Record extracts
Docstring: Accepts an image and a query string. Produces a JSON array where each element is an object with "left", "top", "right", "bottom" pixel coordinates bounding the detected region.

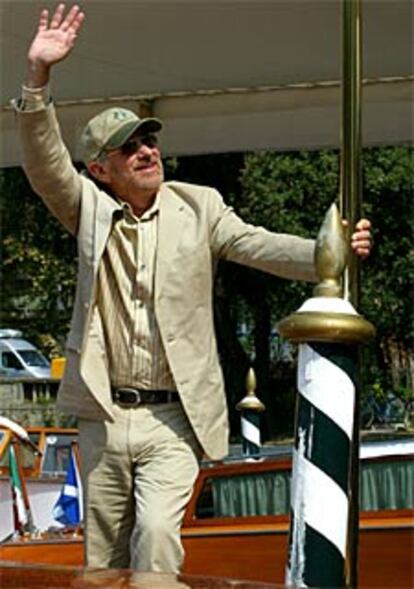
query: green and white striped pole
[{"left": 278, "top": 205, "right": 374, "bottom": 588}]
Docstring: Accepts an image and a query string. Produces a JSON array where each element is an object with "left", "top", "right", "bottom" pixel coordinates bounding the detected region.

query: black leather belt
[{"left": 111, "top": 387, "right": 179, "bottom": 408}]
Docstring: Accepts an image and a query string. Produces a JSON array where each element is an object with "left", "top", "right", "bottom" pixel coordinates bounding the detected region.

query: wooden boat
[
  {"left": 0, "top": 418, "right": 77, "bottom": 542},
  {"left": 182, "top": 440, "right": 414, "bottom": 589},
  {"left": 0, "top": 420, "right": 414, "bottom": 588}
]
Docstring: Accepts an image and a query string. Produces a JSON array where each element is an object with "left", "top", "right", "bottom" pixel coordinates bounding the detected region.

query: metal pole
[
  {"left": 340, "top": 0, "right": 362, "bottom": 587},
  {"left": 340, "top": 0, "right": 362, "bottom": 308}
]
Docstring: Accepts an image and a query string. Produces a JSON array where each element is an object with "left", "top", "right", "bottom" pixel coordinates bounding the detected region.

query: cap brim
[{"left": 103, "top": 117, "right": 162, "bottom": 150}]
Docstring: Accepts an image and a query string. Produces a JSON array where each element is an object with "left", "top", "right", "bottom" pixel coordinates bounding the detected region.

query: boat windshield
[{"left": 17, "top": 350, "right": 49, "bottom": 368}]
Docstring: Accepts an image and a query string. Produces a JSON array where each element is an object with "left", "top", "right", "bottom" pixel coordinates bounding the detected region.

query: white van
[{"left": 0, "top": 329, "right": 50, "bottom": 379}]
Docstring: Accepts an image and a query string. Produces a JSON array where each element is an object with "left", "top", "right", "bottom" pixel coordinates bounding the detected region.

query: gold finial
[
  {"left": 313, "top": 203, "right": 348, "bottom": 297},
  {"left": 236, "top": 368, "right": 266, "bottom": 411}
]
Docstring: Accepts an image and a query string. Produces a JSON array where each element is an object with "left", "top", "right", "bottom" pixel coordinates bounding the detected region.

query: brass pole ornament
[
  {"left": 278, "top": 203, "right": 375, "bottom": 344},
  {"left": 236, "top": 368, "right": 266, "bottom": 412}
]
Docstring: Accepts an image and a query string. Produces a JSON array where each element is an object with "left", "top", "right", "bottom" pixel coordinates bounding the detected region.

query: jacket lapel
[{"left": 154, "top": 184, "right": 186, "bottom": 297}]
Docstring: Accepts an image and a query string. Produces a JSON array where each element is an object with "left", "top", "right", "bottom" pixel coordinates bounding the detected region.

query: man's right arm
[{"left": 14, "top": 4, "right": 84, "bottom": 234}]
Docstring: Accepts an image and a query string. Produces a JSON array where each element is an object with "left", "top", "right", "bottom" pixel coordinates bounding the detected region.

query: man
[{"left": 16, "top": 4, "right": 370, "bottom": 572}]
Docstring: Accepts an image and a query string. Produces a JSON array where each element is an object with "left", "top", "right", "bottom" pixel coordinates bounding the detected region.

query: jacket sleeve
[
  {"left": 209, "top": 190, "right": 316, "bottom": 282},
  {"left": 14, "top": 103, "right": 82, "bottom": 235}
]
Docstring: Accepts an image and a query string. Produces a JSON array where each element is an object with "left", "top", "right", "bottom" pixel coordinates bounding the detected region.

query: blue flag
[{"left": 53, "top": 452, "right": 83, "bottom": 525}]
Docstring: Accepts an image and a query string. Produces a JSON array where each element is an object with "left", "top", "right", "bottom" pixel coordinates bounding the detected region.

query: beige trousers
[{"left": 79, "top": 403, "right": 201, "bottom": 573}]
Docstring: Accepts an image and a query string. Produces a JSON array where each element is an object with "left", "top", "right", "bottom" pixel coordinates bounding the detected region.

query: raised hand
[{"left": 26, "top": 4, "right": 85, "bottom": 87}]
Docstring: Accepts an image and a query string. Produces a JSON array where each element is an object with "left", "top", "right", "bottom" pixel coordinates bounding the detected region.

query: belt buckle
[{"left": 115, "top": 387, "right": 142, "bottom": 408}]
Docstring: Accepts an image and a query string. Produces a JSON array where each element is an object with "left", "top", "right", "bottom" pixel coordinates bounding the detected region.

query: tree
[{"left": 0, "top": 169, "right": 76, "bottom": 355}]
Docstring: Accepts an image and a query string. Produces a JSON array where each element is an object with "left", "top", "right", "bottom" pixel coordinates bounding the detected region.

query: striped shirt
[
  {"left": 97, "top": 194, "right": 176, "bottom": 390},
  {"left": 19, "top": 86, "right": 176, "bottom": 390}
]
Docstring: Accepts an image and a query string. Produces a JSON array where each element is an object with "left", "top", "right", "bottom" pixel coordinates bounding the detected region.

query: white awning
[{"left": 0, "top": 0, "right": 414, "bottom": 166}]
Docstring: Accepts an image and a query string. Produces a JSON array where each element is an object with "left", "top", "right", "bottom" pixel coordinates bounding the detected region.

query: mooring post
[
  {"left": 278, "top": 204, "right": 374, "bottom": 588},
  {"left": 236, "top": 368, "right": 265, "bottom": 457}
]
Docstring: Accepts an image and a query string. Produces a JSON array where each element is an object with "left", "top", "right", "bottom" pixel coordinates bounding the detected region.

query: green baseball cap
[{"left": 80, "top": 107, "right": 162, "bottom": 164}]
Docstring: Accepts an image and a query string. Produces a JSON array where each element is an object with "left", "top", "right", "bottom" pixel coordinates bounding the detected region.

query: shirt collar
[{"left": 116, "top": 191, "right": 160, "bottom": 221}]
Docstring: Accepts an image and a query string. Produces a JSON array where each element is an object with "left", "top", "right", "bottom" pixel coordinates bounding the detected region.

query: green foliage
[
  {"left": 0, "top": 169, "right": 76, "bottom": 356},
  {"left": 0, "top": 147, "right": 414, "bottom": 438}
]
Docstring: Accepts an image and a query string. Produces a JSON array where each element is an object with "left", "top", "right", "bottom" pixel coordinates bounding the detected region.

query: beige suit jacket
[{"left": 14, "top": 105, "right": 315, "bottom": 459}]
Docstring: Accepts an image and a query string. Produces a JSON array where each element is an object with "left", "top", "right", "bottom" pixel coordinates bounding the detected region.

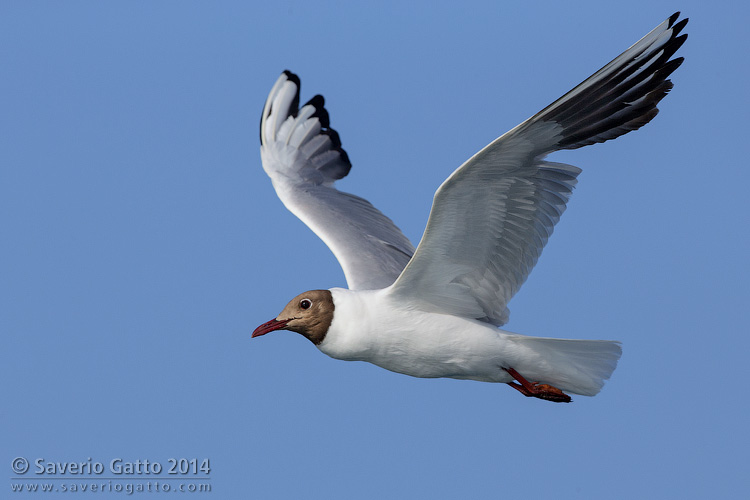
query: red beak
[{"left": 251, "top": 319, "right": 289, "bottom": 338}]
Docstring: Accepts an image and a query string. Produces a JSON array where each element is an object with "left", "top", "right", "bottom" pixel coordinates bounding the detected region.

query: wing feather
[
  {"left": 260, "top": 71, "right": 414, "bottom": 289},
  {"left": 389, "top": 13, "right": 687, "bottom": 325}
]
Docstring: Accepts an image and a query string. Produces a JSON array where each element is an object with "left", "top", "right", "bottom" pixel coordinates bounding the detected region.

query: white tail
[{"left": 509, "top": 335, "right": 622, "bottom": 396}]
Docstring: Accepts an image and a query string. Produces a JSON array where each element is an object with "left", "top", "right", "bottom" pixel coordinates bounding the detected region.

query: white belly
[{"left": 318, "top": 289, "right": 515, "bottom": 382}]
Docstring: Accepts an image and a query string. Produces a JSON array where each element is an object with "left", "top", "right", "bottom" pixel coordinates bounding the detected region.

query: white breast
[{"left": 318, "top": 288, "right": 512, "bottom": 382}]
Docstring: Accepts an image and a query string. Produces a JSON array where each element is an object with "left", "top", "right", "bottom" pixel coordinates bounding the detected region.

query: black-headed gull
[{"left": 252, "top": 13, "right": 687, "bottom": 402}]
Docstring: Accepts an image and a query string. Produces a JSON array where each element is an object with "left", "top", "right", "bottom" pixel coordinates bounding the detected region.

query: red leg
[{"left": 503, "top": 368, "right": 572, "bottom": 403}]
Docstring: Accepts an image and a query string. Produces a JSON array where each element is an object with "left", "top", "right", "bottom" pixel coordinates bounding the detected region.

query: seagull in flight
[{"left": 252, "top": 12, "right": 688, "bottom": 402}]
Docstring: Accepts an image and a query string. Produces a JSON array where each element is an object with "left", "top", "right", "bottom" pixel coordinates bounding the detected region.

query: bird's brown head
[{"left": 253, "top": 290, "right": 334, "bottom": 345}]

What the task requires
Please find every line above that contains the word "beige" and copy each one.

Answer
query: beige trousers
query: beige suit jacket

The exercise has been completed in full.